ABOUT THIS TASK:
The output must match the entries below exactly.

(Natural-language object grounding data)
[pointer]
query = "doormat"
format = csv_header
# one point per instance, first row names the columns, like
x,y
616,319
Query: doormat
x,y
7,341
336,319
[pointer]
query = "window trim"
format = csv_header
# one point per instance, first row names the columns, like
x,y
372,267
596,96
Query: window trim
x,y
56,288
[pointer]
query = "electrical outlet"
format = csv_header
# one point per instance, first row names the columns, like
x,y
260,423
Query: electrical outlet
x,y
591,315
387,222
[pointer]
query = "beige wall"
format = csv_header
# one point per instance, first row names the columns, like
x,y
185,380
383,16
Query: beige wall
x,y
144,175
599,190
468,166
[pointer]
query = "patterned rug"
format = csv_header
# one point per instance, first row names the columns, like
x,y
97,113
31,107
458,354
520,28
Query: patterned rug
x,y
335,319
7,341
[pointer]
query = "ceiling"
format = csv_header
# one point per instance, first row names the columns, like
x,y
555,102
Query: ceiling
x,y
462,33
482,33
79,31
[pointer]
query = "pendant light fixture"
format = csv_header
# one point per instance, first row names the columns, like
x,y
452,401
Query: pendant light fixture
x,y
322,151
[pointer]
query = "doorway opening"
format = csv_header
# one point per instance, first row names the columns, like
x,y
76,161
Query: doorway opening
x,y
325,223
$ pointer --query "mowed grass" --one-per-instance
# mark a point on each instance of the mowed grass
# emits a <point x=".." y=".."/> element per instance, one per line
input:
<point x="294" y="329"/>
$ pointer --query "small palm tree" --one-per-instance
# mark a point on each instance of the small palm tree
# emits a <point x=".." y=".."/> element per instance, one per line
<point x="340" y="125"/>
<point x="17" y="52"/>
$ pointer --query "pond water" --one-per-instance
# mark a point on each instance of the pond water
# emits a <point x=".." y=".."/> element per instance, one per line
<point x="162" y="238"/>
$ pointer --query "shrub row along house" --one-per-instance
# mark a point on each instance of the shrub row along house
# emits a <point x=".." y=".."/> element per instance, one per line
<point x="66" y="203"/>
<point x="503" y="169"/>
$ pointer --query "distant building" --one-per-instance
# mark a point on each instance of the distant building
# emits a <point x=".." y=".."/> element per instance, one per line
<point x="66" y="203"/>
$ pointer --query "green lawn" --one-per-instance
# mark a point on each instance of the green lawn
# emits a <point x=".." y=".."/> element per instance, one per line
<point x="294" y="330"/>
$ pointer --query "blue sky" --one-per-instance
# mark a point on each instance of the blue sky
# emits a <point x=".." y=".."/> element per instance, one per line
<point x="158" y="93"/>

ANSWER BELOW:
[pointer]
query = "doormat"
format = csv_header
# one point per instance, first row names the columns, like
x,y
616,319
Query: doormat
x,y
7,341
336,319
[pointer]
query = "window trim"
format = csv_header
# one point per instance, first row names the columns, like
x,y
372,267
596,96
Query: window trim
x,y
56,288
[pointer]
query = "electrical outlet"
format = csv_header
# one point per instance, first row names the columns, like
x,y
260,423
Query: electrical outlet
x,y
591,315
387,222
[pointer]
query = "beige wall"
format = csv_header
# one point per instance, first row names the columns, like
x,y
185,380
383,16
Query: beige wall
x,y
144,175
599,190
468,166
[pointer]
query = "patterned rug"
format = csv_header
# one point per instance, first row names the columns, like
x,y
97,113
31,107
458,354
520,28
Query: patterned rug
x,y
335,319
7,341
[pointer]
query = "ceiling"
format = csv_header
# one point per instance, first row names the columns, like
x,y
555,102
Query: ceiling
x,y
462,33
482,33
79,31
[pointer]
query = "pendant light fixture"
format = csv_header
# one point per instance, first row names the columns, like
x,y
452,401
Query: pendant light fixture
x,y
322,151
[pointer]
query = "doorway opening"
format = csv_header
# one point per instance, first row names the columns, like
x,y
76,161
Query: doorway opening
x,y
325,223
$ pointer --query "mowed grass" --one-per-instance
# mark a point on each instance of the mowed grass
# emits a <point x=".." y=".."/> element per instance, one per line
input:
<point x="294" y="329"/>
$ pointer --query "small palm tree" --one-per-instance
# mark a point on each instance of the small palm tree
# emits a <point x=".." y=".."/> element per instance, one per line
<point x="340" y="125"/>
<point x="17" y="52"/>
$ pointer --query "pond water" --one-per-instance
# mark a point on each instance of the pond water
# emits a <point x=".." y=".."/> element per instance, one per line
<point x="162" y="238"/>
$ pointer --query "shrub row along house" --one-per-instance
# mark a point on each instance of the shrub row along house
# emits a <point x=".." y=".."/> element per instance, one per line
<point x="66" y="203"/>
<point x="503" y="169"/>
$ pointer --query "distant building" --one-per-instance
# mark a point on each instance of the distant building
# emits a <point x=".." y=".."/> element per instance, one per line
<point x="66" y="203"/>
$ pointer --query "green lawn" --one-per-instance
# mark a point on each instance of the green lawn
# emits a <point x=".." y=".."/> element per instance, one per line
<point x="294" y="330"/>
$ pointer --query "blue sky" --one-per-instance
# mark a point on each instance of the blue sky
# emits a <point x=".." y=".."/> element per instance, one per line
<point x="158" y="93"/>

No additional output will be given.